◆ WHAT TO PRODUCE:
Format the lines of every item below as one numbered list, dropping any blank lines.

◆ RECORD EXCERPTS:
--- start ---
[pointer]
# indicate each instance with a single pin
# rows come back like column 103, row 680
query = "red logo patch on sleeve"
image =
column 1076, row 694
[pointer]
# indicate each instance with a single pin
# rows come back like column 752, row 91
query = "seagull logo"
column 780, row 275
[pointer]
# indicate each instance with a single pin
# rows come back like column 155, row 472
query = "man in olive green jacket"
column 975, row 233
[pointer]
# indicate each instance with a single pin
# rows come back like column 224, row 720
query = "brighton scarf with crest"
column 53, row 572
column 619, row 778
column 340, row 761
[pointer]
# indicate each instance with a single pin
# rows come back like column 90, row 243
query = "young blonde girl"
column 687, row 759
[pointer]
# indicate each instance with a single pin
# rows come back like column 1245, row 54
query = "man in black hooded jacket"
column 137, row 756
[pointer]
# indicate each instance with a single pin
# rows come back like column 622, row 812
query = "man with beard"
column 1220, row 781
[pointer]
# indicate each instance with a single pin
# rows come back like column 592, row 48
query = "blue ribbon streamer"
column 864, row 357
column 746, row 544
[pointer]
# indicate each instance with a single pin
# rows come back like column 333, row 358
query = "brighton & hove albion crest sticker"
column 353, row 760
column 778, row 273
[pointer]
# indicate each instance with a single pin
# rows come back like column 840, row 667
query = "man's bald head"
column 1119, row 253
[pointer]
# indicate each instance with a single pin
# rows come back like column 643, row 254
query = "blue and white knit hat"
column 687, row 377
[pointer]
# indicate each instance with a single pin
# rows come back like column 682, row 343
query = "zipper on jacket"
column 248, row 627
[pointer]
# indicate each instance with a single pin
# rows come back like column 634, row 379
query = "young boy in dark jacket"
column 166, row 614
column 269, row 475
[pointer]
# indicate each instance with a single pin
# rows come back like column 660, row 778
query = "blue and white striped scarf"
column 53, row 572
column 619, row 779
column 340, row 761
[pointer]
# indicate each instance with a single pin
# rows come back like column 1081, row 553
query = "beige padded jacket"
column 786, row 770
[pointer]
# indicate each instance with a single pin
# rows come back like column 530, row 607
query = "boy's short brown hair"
--- end ---
◆ ANSWER BELOW:
1. [pointer]
2. # indicate each instance with a single pin
3. # rows come back like column 103, row 680
4. query = "red logo patch on sleeve"
5. image =
6. column 1076, row 694
7. [pointer]
8. # indicate each instance with a single pin
9. # rows come back like column 752, row 91
10. query = "seagull logo"
11. column 780, row 275
12. [pointer]
13. # indicate each instance with a single pin
14. # rows come back like column 155, row 472
15. query = "man in olive green jacket"
16. column 975, row 233
17. [pointer]
18. # indicate each instance with a single pin
19. # rows come back like column 224, row 720
20. query = "brighton scarf with crest"
21. column 53, row 572
22. column 619, row 778
23. column 340, row 761
24. [pointer]
25. # indicate each instance with a single pin
26. # rows come back like column 90, row 243
27. query = "young blonde girl"
28. column 687, row 759
29. [pointer]
30. # indicate each instance with a single pin
31. # rows come back like column 1245, row 54
32. query = "man in black hooded jacket"
33. column 137, row 756
34. [pointer]
35. # indicate each instance with a single pin
36. # rows come back like column 622, row 812
37. query = "man with beard"
38. column 1220, row 781
39. [pointer]
40. # indicate each instance with a single pin
41. # rows come back like column 592, row 48
42. query = "blue ribbon streamer"
43. column 864, row 357
44. column 746, row 544
45. [pointer]
46. # indicate each instance with a single pin
47. # rows come back like column 333, row 358
48. query = "brighton & hove albion crest sticker"
49. column 353, row 760
50. column 778, row 273
51. [pointer]
52. # indicate each instance with a single pin
53. # rows come back like column 840, row 667
54. query = "man's bald head"
55. column 1119, row 253
56. [pointer]
57. # indicate each instance with a single pin
58. # rows come back like column 643, row 254
59. query = "blue and white knit hat"
60. column 687, row 377
61. [pointer]
62. # indicate each instance with a single pin
63. # rows come back like column 682, row 343
64. query = "zipper on jacket"
65. column 248, row 627
66. [pointer]
67. # indicate each instance with a single pin
68. # rows come back like column 634, row 379
69. query = "young boy in dark jacket"
70. column 166, row 614
71. column 269, row 475
72. [pointer]
73. # indicate each instance with a single pin
74. # rows come back like column 660, row 778
75. query = "blue and white striped scarf"
76. column 53, row 572
77. column 619, row 779
78. column 340, row 761
79. [pointer]
80. # indicate each instance with a single pin
81. # rows come back like column 1081, row 553
82. query = "beige padded jacket"
83. column 786, row 770
84. [pointer]
85. # indicate each instance with a single pin
86. # rows come back like column 530, row 607
87. query = "boy's short brown hair"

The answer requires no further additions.